Kurze Aufgabe: Schreibe die folgenden Daten vollständig und Zeile für Zeile unverändert ab, lass dabei aber die Bilder weg.

:::

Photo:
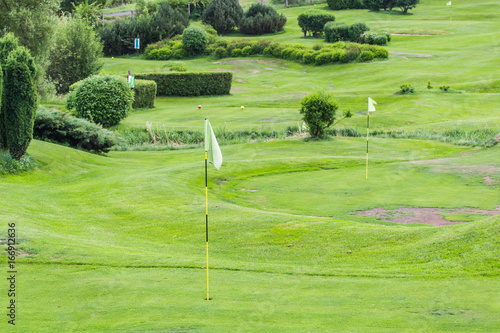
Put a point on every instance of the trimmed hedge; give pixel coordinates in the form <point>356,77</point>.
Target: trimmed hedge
<point>61,127</point>
<point>190,84</point>
<point>313,21</point>
<point>335,32</point>
<point>144,94</point>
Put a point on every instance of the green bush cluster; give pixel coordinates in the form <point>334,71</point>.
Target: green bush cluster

:::

Antwort:
Photo:
Put a point on every instance of the trimmed hedge; give pixel coordinates in the form <point>356,77</point>.
Target: trimmed hedge
<point>61,127</point>
<point>190,84</point>
<point>313,21</point>
<point>335,32</point>
<point>144,94</point>
Put a point on every instance of the green bush cluster; give pixel coordinates in the form <point>334,71</point>.
Target: green bush cluster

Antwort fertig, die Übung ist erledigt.